- **Stored data**:
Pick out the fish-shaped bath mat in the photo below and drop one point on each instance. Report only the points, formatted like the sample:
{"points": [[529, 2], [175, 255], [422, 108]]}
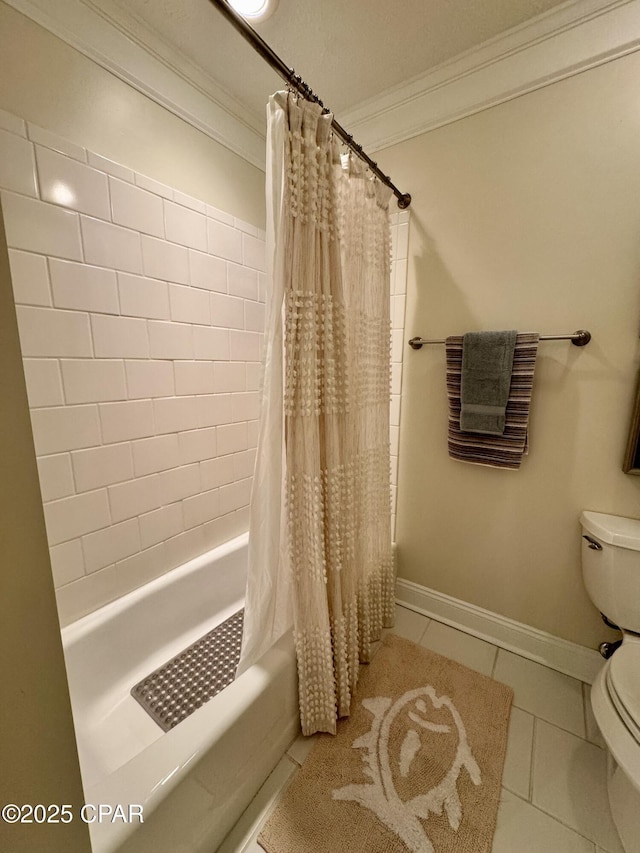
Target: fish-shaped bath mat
{"points": [[416, 767], [187, 681]]}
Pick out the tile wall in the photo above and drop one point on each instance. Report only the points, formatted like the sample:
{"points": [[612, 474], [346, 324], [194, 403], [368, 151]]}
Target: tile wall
{"points": [[140, 312]]}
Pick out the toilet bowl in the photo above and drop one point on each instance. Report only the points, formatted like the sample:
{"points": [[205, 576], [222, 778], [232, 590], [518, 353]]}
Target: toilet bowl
{"points": [[611, 571]]}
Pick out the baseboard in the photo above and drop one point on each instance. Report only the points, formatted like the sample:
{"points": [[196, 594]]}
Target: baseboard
{"points": [[570, 658]]}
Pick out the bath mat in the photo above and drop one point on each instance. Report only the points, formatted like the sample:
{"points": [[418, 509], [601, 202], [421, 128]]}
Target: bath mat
{"points": [[417, 766], [187, 681]]}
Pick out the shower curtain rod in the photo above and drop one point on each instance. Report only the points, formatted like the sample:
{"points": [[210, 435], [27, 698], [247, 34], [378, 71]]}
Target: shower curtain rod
{"points": [[294, 80]]}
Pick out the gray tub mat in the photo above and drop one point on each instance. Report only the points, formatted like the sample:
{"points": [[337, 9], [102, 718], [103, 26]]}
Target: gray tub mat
{"points": [[187, 681]]}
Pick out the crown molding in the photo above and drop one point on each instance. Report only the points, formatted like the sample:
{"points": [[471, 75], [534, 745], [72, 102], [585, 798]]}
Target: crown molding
{"points": [[130, 50], [573, 38]]}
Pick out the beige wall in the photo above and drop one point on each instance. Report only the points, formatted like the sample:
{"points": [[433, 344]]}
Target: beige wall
{"points": [[524, 216], [46, 81], [37, 743]]}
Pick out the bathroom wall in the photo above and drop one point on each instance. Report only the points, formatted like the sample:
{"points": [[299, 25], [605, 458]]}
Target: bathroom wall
{"points": [[524, 216], [140, 311]]}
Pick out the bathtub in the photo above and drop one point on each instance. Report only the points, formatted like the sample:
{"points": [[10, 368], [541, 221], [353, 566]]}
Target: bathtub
{"points": [[194, 781]]}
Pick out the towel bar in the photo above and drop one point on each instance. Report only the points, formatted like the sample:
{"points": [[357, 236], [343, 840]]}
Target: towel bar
{"points": [[579, 339]]}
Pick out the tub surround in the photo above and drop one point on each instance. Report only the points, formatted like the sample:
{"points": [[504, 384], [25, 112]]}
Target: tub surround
{"points": [[140, 312]]}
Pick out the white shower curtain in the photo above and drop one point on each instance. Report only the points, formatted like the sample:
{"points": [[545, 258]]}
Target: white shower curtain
{"points": [[320, 537]]}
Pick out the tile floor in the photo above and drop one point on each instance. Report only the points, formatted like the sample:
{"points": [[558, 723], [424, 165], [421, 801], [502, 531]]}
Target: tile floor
{"points": [[554, 797]]}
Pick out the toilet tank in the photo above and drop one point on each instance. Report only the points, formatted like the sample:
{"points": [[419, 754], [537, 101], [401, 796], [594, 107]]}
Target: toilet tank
{"points": [[611, 566]]}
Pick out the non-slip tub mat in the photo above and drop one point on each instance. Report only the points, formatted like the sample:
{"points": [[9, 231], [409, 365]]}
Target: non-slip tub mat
{"points": [[187, 681]]}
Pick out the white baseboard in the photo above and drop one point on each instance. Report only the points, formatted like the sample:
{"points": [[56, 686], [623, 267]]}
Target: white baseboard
{"points": [[570, 658]]}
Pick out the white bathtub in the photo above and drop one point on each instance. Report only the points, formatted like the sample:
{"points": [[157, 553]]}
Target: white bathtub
{"points": [[194, 781]]}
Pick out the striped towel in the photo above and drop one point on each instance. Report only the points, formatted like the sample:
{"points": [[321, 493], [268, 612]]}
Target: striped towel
{"points": [[498, 451]]}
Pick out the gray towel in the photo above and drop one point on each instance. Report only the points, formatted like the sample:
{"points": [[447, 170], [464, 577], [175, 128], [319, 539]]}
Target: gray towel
{"points": [[487, 362]]}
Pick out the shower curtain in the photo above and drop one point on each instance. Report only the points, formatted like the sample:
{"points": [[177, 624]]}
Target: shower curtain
{"points": [[320, 537]]}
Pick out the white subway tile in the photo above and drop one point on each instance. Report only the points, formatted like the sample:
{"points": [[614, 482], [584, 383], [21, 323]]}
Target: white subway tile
{"points": [[189, 304], [126, 421], [110, 545], [165, 260], [227, 311], [196, 445], [153, 186], [229, 376], [39, 227], [170, 340], [65, 428], [214, 409], [112, 246], [11, 122], [17, 165], [245, 346], [234, 496], [102, 466], [159, 453], [47, 332], [175, 414], [253, 252], [242, 281], [217, 472], [207, 272], [67, 562], [161, 524], [179, 483], [135, 497], [184, 547], [136, 571], [56, 477], [220, 215], [143, 297], [201, 508], [254, 316], [83, 287], [194, 377], [185, 226], [149, 379], [189, 201], [210, 343], [223, 241], [57, 143], [119, 337], [83, 596], [254, 377], [245, 406], [244, 464], [71, 184], [110, 167], [231, 438], [93, 381], [30, 278], [71, 517], [44, 385], [136, 208]]}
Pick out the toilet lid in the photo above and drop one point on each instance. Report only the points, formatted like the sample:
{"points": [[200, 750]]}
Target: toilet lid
{"points": [[623, 680]]}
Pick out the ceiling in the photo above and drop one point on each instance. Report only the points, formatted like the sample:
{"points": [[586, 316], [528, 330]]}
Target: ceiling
{"points": [[348, 51]]}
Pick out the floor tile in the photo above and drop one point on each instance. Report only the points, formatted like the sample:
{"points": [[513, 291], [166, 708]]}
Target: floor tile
{"points": [[246, 830], [516, 776], [569, 782], [524, 829], [543, 692], [408, 624], [463, 648]]}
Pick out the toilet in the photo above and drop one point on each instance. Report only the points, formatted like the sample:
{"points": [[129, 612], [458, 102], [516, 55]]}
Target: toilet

- **Work to complete**:
Without including the pictures, return each record above exactly as it stands.

- **Answer to this exercise**:
Pick out the fish-shaped bath mat in the photo below and drop one point on each instance. Report only the points, formatted like the sample:
{"points": [[529, 2], [175, 255], [422, 108]]}
Target: fish-shaped bath mat
{"points": [[416, 767], [187, 681]]}
Pick out the tile wall in the photo above and drop one point on each instance. Report only the points, formatted like the sample:
{"points": [[612, 474], [346, 324], [194, 403], [368, 151]]}
Target: tile wall
{"points": [[140, 312]]}
Pick out the toilet bowl in the photo above and drop one point on each instance. Report only the points, formatted like the sample:
{"points": [[205, 576], [222, 778], [232, 590], [518, 353]]}
Target: toilet bowl
{"points": [[611, 571]]}
Pick out the baseboard in the photo above and drop one point on each instance. Report only the points, formatted like the sample:
{"points": [[196, 594]]}
Target: baseboard
{"points": [[570, 658]]}
Pick out the bath mat in the photo above and drop one point on each instance. Report only the points, formatted like the sample:
{"points": [[418, 509], [601, 202], [421, 128]]}
Target: bath mat
{"points": [[417, 766], [187, 681]]}
Pick out the shower curtain rod in the photo above and drop one point on each instance. Report only the points, formatted like the sample:
{"points": [[210, 435], [27, 698], [247, 34], [378, 71]]}
Target: shower curtain rod
{"points": [[294, 80]]}
Pick out the gray tub mat in the photo above and drop one point on each instance. Report only the points, formatted like the sample:
{"points": [[337, 9], [102, 718], [103, 26]]}
Target: gray tub mat
{"points": [[187, 681]]}
Pick out the crown molding in the photo above and drop one point on each instance. Report only the points, formatted like the sample:
{"points": [[471, 75], [534, 745], [72, 102], [585, 798]]}
Target: crown molding
{"points": [[130, 50], [573, 38]]}
Pick out the beige wall in the photo above and drop one point on each instance. Report only the points, formatted like the sample:
{"points": [[433, 344]]}
Target: beige wall
{"points": [[524, 216], [46, 81], [37, 743]]}
Pick out the bathroom wall in the photo above and drop one point on each instance. Report only the points, formatted like the sample:
{"points": [[299, 25], [605, 458]]}
Target: bathroom wall
{"points": [[524, 216], [140, 311]]}
Pick out the bathtub in the photo above and drop one point on each instance. Report only the points, formatted like the sample:
{"points": [[10, 368], [541, 221], [353, 566]]}
Target: bathtub
{"points": [[194, 781]]}
Pick out the towel bar in the photo above and drop one point on each instance. Report only the points, formatted like the sample:
{"points": [[357, 236], [343, 840]]}
Target: towel bar
{"points": [[579, 339]]}
Pick out the tub surround in the photo above and drop one point on each instance. Report only the points, formatted like the sample:
{"points": [[504, 384], [25, 112]]}
Target: tub surround
{"points": [[140, 312]]}
Pick out the white shower curtain in the photo above and drop one point on each instance. Report only the points, formatted like the sample:
{"points": [[545, 258]]}
Target: white shower curtain
{"points": [[320, 537]]}
Pick out the tile floor in the photo above and drop one point on each instance. Report only the points, formatted like the sample:
{"points": [[558, 723], [424, 165], [421, 801], [502, 531]]}
Target: tile floor
{"points": [[554, 797]]}
Pick out the toilet tank in the photo above and drop one point on each instance. Report only the points, formatted like the sample:
{"points": [[419, 754], [537, 101], [401, 796], [594, 107]]}
Target: toilet tank
{"points": [[611, 566]]}
Pick out the non-slip tub mat in the photo above and drop one point on each instance. Report only the points, formatted like the sample:
{"points": [[9, 231], [409, 365]]}
Target: non-slip tub mat
{"points": [[187, 681]]}
Pick out the white baseboard in the photo above and drop one point on each instance. Report only the points, formatted like the sample:
{"points": [[56, 686], [623, 267]]}
Target: white baseboard
{"points": [[570, 658]]}
Pick out the white bathtub in the photo above and drop one point on each instance. Report only the points, formatted like the sample:
{"points": [[157, 553]]}
Target: white bathtub
{"points": [[194, 781]]}
Pick out the striped towel in the photo above and drop one point on each instance. Report only the points, formatted like the sample:
{"points": [[321, 493], [268, 612]]}
Target: striped towel
{"points": [[498, 451]]}
Pick out the gray towel in the photo above and drop one point on each instance. Report only the points, formatted like the sample:
{"points": [[447, 170], [464, 577], [175, 128], [319, 539]]}
Target: gray towel
{"points": [[487, 362]]}
Pick out the shower curtain in the photo above and drop one point on each instance. Report only the points, formatted like the sample:
{"points": [[177, 624]]}
Target: shower curtain
{"points": [[320, 537]]}
Pick out the white subway tile in the photo above and drop one point on each instance. Report only the points, formatted like the sample:
{"points": [[614, 482], [584, 383], [21, 323]]}
Target: white subway tile
{"points": [[189, 304], [126, 421], [110, 545], [165, 260], [227, 311], [196, 445], [153, 186], [229, 376], [39, 227], [170, 340], [65, 428], [214, 409], [112, 246], [11, 122], [17, 165], [245, 346], [234, 496], [102, 466], [159, 453], [47, 332], [175, 414], [253, 252], [242, 281], [217, 472], [207, 272], [67, 562], [161, 524], [179, 483], [135, 497], [184, 547], [136, 571], [56, 477], [220, 215], [143, 297], [201, 508], [254, 316], [83, 287], [194, 377], [185, 226], [149, 379], [189, 201], [210, 343], [223, 241], [57, 143], [119, 337], [83, 596], [254, 377], [245, 406], [244, 464], [71, 184], [110, 167], [231, 438], [93, 381], [30, 278], [71, 517], [44, 385], [136, 208]]}
Pick out the toilet lid in the photo above and drop one point on each instance. Report only the points, formatted like the sample:
{"points": [[200, 750]]}
Target: toilet lid
{"points": [[623, 680]]}
Pick out the ceiling in the photo above and drop one point on each instance. Report only the points, formatted like the sample:
{"points": [[586, 316], [528, 330]]}
Target: ceiling
{"points": [[348, 51]]}
Pick out the floor tile in the photo above and drop one point on each instance. Report only the points, formatted like the sample:
{"points": [[513, 291], [166, 708]]}
Target: floor tile
{"points": [[246, 830], [516, 776], [569, 782], [524, 829], [543, 692], [408, 624], [463, 648]]}
Pick out the toilet in the photo above and drop one point on each instance. Report only the points, formatted like the sample:
{"points": [[129, 612], [458, 102], [516, 55]]}
Target: toilet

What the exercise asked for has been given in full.